**PROBLEM DETAILS:** Your answer must contain each line of the data, copied exactly.

##########

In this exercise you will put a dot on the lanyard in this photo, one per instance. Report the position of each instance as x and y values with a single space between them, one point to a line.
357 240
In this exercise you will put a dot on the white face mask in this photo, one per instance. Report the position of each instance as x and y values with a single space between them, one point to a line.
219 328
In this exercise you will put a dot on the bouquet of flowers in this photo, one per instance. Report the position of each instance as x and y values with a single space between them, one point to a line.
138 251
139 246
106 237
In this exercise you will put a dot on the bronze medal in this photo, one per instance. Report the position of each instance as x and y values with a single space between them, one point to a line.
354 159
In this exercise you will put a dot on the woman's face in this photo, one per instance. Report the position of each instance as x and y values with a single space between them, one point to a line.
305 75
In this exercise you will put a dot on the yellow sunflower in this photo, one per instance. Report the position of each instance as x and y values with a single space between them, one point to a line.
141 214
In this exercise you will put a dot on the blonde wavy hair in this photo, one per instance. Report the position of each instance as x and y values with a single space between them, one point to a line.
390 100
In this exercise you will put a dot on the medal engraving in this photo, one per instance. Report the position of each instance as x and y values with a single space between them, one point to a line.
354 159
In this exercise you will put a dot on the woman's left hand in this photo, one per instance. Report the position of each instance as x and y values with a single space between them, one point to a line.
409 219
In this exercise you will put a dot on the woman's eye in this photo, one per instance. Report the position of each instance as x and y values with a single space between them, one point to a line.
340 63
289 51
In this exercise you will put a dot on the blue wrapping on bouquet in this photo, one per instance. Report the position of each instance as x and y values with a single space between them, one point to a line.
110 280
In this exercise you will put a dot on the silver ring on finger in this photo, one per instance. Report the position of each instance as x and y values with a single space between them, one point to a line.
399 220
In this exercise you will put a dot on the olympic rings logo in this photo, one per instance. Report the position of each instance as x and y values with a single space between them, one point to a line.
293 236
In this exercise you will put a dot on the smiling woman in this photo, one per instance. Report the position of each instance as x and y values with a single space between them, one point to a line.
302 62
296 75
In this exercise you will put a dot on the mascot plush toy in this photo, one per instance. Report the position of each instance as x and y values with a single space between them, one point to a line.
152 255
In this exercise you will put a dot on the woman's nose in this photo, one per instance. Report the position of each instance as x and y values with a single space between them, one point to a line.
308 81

##########

**ANSWER FOR THE TASK:**
In this exercise you will put a dot on the lanyard in this photo, one per instance. Report the position of each instance as x and y values with a single space between them, one point to a line.
357 240
In this exercise you will put a dot on the white face mask in this photo, one per instance. Report the position of each instance as x and y values with a single space between them, one point to a line.
219 328
In this exercise you will put a dot on the bouquet of flowers in this photo, one per instance. Report the position of each instance as x and y values with a single space between them, one point to a line.
138 251
139 246
106 237
In this exercise you will put a dot on the bronze medal in this photo, one per instance. Report the position of each instance as x and y values with a single space between them, one point to a line.
354 159
In this exercise you will put a dot on the woman's face in this photo, one per instance. Report the position of each instance as x and y values with a single space between them, one point to a line.
305 75
In this exercise you will put a dot on the yellow sunflower in this photo, one per instance. Report the position of each instance as x and y values with a single space between them, one point to a line.
141 214
In this exercise you will put a dot on the blonde wavy hair in this photo, one per instance. Report the position of each instance as x and y values with a single space between them, one point to a line.
390 100
In this exercise you will put a dot on the medal engraving in this photo, one per instance. Report the position of each instance as x and y values with a single space between them, one point to a line.
354 159
In this exercise you will put a dot on the woman's left hand in this photo, one per instance. Report the position of each instance as x and y values with a single space between them, one point to a line.
409 219
In this exercise you will put a dot on the woman's eye in this photo, one per instance. Report the position of each instance as x and y values with a single space between them, one point to a line.
340 63
289 51
In this exercise you will put a dot on the blue wrapping on bouquet in this photo, one per instance. Report the position of each instance as x and y values with a single space between them, one point to a line.
110 280
In this exercise you will put a dot on the silver ring on finger in this photo, one per instance. Report the position of each instance as x and y values with a single space between them, one point to a line.
399 220
In this exercise you will put a dot on the olympic rings logo in this photo, one per instance. Report the position of each instance as x and y values with a single space between them, one point to a line.
293 236
In this exercise you will put a dot on the smiling woman in this photo, one per instance. Report the position of each instance as x and y values with a single space between them, one point to a line.
302 62
296 75
In this exercise you will put a dot on the mascot plush toy in this photo, one per instance. Report the position of each instance as x and y values with a single space between them, one point to a line.
152 255
In this exercise you will put a dot on the woman's nose in this photo, one per instance. Report the position of each instance as x and y values with a single space between them, one point to a line.
308 81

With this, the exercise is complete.